(Dataset items)
•••

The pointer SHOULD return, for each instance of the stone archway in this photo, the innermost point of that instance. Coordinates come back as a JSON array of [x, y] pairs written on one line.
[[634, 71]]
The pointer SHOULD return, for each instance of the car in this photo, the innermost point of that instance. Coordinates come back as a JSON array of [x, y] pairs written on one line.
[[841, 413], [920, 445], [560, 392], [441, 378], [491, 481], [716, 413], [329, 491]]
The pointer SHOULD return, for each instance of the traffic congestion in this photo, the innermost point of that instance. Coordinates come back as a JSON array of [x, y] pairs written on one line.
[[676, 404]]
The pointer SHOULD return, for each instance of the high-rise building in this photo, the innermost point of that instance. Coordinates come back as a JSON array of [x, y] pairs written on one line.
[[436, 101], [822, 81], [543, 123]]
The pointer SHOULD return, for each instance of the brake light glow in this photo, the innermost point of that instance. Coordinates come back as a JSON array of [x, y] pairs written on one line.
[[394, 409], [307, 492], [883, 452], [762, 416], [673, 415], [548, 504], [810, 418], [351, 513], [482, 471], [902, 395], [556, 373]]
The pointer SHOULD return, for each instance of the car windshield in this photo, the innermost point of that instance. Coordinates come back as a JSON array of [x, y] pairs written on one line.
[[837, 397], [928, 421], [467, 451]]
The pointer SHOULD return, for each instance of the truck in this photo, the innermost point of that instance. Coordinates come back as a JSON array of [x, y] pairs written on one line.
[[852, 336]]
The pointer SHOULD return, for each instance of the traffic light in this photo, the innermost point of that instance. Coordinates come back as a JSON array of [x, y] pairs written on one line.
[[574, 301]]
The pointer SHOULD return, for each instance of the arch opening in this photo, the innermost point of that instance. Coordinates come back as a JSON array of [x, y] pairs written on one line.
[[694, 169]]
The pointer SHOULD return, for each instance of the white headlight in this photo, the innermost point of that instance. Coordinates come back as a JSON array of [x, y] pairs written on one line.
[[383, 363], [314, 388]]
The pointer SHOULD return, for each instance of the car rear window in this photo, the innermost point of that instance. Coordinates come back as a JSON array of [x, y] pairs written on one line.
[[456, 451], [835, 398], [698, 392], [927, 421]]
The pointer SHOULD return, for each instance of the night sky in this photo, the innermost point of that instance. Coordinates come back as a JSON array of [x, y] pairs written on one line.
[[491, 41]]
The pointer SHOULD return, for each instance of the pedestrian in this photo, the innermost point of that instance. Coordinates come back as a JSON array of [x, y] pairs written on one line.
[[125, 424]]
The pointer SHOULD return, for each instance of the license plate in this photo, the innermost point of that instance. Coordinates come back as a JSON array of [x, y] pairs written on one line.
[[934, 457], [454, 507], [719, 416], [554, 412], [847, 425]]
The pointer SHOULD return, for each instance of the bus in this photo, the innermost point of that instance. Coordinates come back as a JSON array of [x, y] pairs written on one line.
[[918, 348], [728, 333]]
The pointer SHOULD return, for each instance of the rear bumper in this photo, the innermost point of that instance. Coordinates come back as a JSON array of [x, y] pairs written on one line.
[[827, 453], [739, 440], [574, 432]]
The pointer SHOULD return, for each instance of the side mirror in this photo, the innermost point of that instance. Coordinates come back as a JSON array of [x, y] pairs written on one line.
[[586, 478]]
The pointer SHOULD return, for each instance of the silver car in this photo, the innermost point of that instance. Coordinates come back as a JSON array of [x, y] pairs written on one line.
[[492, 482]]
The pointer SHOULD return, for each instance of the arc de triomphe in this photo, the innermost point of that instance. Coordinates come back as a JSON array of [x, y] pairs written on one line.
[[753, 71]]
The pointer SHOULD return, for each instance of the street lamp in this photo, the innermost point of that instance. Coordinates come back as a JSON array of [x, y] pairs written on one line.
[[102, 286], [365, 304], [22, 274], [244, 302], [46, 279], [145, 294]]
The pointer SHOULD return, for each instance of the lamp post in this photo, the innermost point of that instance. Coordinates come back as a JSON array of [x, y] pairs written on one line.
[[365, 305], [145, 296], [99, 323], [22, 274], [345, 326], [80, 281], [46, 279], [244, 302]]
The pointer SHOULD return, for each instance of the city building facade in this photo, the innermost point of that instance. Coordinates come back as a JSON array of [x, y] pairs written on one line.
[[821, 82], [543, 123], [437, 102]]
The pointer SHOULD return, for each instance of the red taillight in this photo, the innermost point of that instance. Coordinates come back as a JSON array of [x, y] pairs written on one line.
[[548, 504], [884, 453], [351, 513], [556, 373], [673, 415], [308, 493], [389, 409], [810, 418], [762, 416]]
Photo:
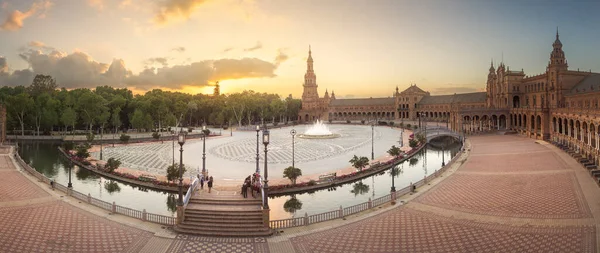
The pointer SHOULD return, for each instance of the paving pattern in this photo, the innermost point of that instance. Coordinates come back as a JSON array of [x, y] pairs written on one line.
[[507, 181], [407, 230], [59, 227], [522, 195], [197, 244]]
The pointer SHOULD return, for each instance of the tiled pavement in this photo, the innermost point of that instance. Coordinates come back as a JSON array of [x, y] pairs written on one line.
[[510, 195]]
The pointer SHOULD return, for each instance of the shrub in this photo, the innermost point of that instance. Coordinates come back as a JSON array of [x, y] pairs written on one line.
[[292, 174], [124, 138], [68, 146], [112, 164], [90, 137], [82, 152], [173, 172]]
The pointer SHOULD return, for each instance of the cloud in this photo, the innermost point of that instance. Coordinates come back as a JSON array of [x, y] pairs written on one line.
[[179, 49], [170, 9], [78, 70], [451, 89], [15, 19], [255, 47], [157, 60], [281, 57], [98, 4]]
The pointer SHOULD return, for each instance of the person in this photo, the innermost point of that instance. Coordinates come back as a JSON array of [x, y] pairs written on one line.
[[210, 180], [245, 189]]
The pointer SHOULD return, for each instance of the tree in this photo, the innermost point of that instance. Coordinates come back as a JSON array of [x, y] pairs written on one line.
[[42, 84], [68, 118], [292, 174], [394, 151], [359, 162], [292, 205], [412, 143], [421, 138], [82, 152], [112, 164], [21, 105], [173, 172]]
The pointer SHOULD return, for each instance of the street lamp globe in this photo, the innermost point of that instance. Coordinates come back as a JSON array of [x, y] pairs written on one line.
[[266, 136], [181, 138]]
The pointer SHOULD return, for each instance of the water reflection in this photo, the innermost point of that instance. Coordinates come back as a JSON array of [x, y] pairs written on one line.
[[292, 205], [112, 186], [359, 188]]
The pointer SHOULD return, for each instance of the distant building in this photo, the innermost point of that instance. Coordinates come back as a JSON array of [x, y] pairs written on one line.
[[559, 105]]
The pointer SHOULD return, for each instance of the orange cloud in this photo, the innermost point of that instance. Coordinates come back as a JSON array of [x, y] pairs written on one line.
[[176, 9], [15, 19]]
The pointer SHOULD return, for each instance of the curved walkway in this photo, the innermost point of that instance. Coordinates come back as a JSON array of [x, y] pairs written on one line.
[[507, 194], [510, 195]]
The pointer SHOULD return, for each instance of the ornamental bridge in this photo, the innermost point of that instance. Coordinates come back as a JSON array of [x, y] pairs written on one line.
[[436, 132]]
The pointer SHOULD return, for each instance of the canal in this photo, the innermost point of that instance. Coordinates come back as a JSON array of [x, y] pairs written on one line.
[[45, 158]]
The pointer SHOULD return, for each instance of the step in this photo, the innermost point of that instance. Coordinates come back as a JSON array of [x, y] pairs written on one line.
[[233, 219], [207, 224], [227, 201], [220, 229], [224, 234], [223, 212]]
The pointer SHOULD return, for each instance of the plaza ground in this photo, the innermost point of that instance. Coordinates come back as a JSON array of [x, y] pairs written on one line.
[[505, 194]]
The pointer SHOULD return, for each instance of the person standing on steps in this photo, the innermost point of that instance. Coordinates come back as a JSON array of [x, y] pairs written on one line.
[[209, 183], [201, 182]]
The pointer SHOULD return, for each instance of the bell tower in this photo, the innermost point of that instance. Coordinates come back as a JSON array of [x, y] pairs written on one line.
[[310, 95]]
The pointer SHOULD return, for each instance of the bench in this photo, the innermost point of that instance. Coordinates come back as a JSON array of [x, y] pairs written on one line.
[[327, 177]]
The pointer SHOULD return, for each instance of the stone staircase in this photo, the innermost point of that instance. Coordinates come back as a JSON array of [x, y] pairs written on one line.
[[224, 214]]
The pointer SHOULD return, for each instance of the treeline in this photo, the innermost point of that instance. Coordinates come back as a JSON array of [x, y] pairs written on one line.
[[42, 108]]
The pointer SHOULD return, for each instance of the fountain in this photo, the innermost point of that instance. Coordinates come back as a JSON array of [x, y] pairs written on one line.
[[318, 131]]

•••

-- ACTION ITEM --
Output nothing but the lines from the one with "The pointer SHOULD return, for each instance of the treeline" through the last line above, each exactly as it stands.

-- ANSWER TO THIS EXERCISE --
The pointer SHOULD return, for each instance of the treeline in this photo, the innermost point of that instance. Coordinates come back as a JSON array of [x, y] pairs written on one line.
[[42, 108]]
The pointer SHOULD return, for each instance of the fountain in this photo, the innermost point of that instance. Coordinates come back as a JSON array of [x, y] pairs written on one line.
[[318, 131]]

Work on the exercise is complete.